> [Azioni da svolgere]
**A.** Nel brano sul Vertice europeo e sul «no» irlandese, con quale Paese è stato firmato l’Accordo di Stabilizzazione e Associazione?
**B.** Riprendi il brano sul Vertice europeo e sul «no» irlandese subito dopo la sua ultima frase.

> [Estratto selezionato]

• • • • •

Anche se il disorientamento causato da questo netto «no» irlandese è stato palpabile durante il Vertice, i capi di Stato e di governo si sono riuniti a ridosso di avvenimenti di fronte ai quali l’Unione europea è chiamata a dare risposte coerenti. In primo luogo sui temi delle relazioni esterne e dei negoziati di adesione: proprio in margine al Consiglio europeo è stato firmato l’Accordo di Stabilizzazione e Associazione (ASA) con la Bosnia Erzegovina, passo concreto per il Paese sulla strada dell’adesione all’Unione europea in una prospettiva estesa, con tempi diversi, a tutti i Paesi dei Balcani.

• • • • •

> [Righe memorizzate]

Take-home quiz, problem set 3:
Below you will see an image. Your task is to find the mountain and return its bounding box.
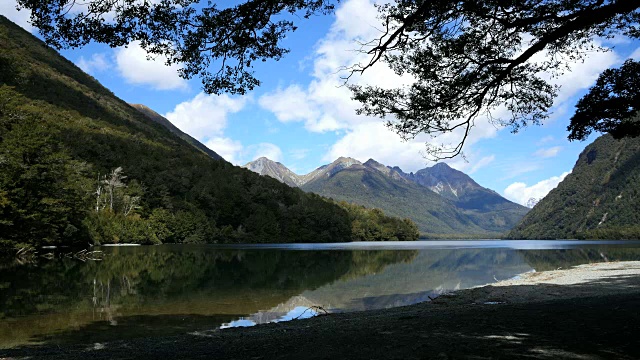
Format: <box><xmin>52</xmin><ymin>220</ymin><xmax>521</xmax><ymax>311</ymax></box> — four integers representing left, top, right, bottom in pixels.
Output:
<box><xmin>243</xmin><ymin>157</ymin><xmax>303</xmax><ymax>187</ymax></box>
<box><xmin>393</xmin><ymin>163</ymin><xmax>528</xmax><ymax>212</ymax></box>
<box><xmin>508</xmin><ymin>135</ymin><xmax>640</xmax><ymax>239</ymax></box>
<box><xmin>0</xmin><ymin>16</ymin><xmax>418</xmax><ymax>252</ymax></box>
<box><xmin>129</xmin><ymin>104</ymin><xmax>224</xmax><ymax>160</ymax></box>
<box><xmin>245</xmin><ymin>157</ymin><xmax>528</xmax><ymax>236</ymax></box>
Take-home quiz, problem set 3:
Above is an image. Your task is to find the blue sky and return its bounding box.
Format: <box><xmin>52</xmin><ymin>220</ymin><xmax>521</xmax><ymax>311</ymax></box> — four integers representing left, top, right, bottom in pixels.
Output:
<box><xmin>5</xmin><ymin>0</ymin><xmax>640</xmax><ymax>203</ymax></box>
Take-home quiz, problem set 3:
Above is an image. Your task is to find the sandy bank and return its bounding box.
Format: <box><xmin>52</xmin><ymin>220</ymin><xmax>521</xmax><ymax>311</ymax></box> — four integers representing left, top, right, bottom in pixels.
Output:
<box><xmin>0</xmin><ymin>262</ymin><xmax>640</xmax><ymax>359</ymax></box>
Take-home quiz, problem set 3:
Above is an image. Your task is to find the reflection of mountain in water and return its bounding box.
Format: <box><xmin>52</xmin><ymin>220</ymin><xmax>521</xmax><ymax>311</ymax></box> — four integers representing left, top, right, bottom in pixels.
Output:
<box><xmin>0</xmin><ymin>245</ymin><xmax>640</xmax><ymax>347</ymax></box>
<box><xmin>303</xmin><ymin>249</ymin><xmax>531</xmax><ymax>311</ymax></box>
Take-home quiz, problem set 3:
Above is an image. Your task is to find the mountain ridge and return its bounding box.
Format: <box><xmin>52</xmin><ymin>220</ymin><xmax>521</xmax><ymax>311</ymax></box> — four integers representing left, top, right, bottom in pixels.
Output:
<box><xmin>507</xmin><ymin>135</ymin><xmax>640</xmax><ymax>239</ymax></box>
<box><xmin>129</xmin><ymin>104</ymin><xmax>226</xmax><ymax>161</ymax></box>
<box><xmin>245</xmin><ymin>157</ymin><xmax>528</xmax><ymax>236</ymax></box>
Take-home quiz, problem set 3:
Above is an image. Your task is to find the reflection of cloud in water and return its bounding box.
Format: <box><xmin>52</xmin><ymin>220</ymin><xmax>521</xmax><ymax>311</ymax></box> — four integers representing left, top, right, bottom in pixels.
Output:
<box><xmin>220</xmin><ymin>304</ymin><xmax>318</xmax><ymax>329</ymax></box>
<box><xmin>220</xmin><ymin>318</ymin><xmax>256</xmax><ymax>329</ymax></box>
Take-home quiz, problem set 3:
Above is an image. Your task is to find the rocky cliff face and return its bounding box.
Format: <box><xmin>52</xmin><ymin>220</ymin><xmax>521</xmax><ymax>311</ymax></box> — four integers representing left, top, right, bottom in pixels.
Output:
<box><xmin>129</xmin><ymin>104</ymin><xmax>224</xmax><ymax>160</ymax></box>
<box><xmin>243</xmin><ymin>157</ymin><xmax>303</xmax><ymax>187</ymax></box>
<box><xmin>508</xmin><ymin>135</ymin><xmax>640</xmax><ymax>239</ymax></box>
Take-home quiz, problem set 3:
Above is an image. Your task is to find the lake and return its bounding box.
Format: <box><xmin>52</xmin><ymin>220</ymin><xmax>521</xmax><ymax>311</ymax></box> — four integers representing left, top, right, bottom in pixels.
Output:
<box><xmin>0</xmin><ymin>240</ymin><xmax>640</xmax><ymax>348</ymax></box>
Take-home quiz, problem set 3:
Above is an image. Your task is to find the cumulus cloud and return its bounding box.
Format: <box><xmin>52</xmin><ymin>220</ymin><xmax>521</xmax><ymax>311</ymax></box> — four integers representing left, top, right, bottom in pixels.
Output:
<box><xmin>164</xmin><ymin>93</ymin><xmax>248</xmax><ymax>141</ymax></box>
<box><xmin>0</xmin><ymin>0</ymin><xmax>33</xmax><ymax>32</ymax></box>
<box><xmin>259</xmin><ymin>0</ymin><xmax>632</xmax><ymax>171</ymax></box>
<box><xmin>204</xmin><ymin>136</ymin><xmax>244</xmax><ymax>165</ymax></box>
<box><xmin>77</xmin><ymin>53</ymin><xmax>111</xmax><ymax>74</ymax></box>
<box><xmin>533</xmin><ymin>146</ymin><xmax>562</xmax><ymax>158</ymax></box>
<box><xmin>503</xmin><ymin>172</ymin><xmax>569</xmax><ymax>205</ymax></box>
<box><xmin>115</xmin><ymin>42</ymin><xmax>187</xmax><ymax>90</ymax></box>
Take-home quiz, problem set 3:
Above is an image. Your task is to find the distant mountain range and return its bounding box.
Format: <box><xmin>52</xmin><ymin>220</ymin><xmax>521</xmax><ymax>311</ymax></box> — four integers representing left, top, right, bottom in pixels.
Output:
<box><xmin>508</xmin><ymin>135</ymin><xmax>640</xmax><ymax>239</ymax></box>
<box><xmin>244</xmin><ymin>157</ymin><xmax>529</xmax><ymax>236</ymax></box>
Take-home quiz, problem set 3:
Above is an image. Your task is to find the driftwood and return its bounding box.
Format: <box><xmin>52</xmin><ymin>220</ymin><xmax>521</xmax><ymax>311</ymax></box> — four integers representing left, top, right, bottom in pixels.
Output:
<box><xmin>291</xmin><ymin>305</ymin><xmax>329</xmax><ymax>320</ymax></box>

• • • • •

> [Risposte finali]
**A.** Con la Bosnia Erzegovina.

**B.**
Non solo, ma sono stati fatti anche passi avanti nei negoziati di adesione con la Turchia e la Croazia. Per quest’ultima, si è trattato dell’apertura di due nuovi capitoli sensibili e importanti: la libera circlazione dei lavoratori e la politica sociale e dell’occupazione. Per quanto riguarda la Turchia, i cui negoziati, come si sa, sono alquanto più problematici, sono stati aperti due nuovi capitoli sul diritto delle società   e della proprietà   intellettuale. Progressi dunque sul fronte dei negoziati d’adesione, anche se, è importante segnalarlo, la Turchia continua a sperare di poter aprire anche il capitolo cruciale dell’educazione e della cultura.
L’interrogativo immediato è quindi quello di capire in che modo l’Unione europea potrà   continuare i negoziati senza disporre oggi degli strumenti adeguati per nuove adesioni. Il Trattato di Lisbona, lo ricordiamo, anche se non aveva la portata politica di una Costituzione, offriva all’Europa la possibilità   di mantenere aperte le sue attuali frontiere, di garantirle un posto di rilievo sulla scena mondiale e di metterla nelle condizioni di funzionare e di decidere. Ma forse, questa è una delle ragioni che hanno alimentato, in parte, le paure dei cittadini irlandesi.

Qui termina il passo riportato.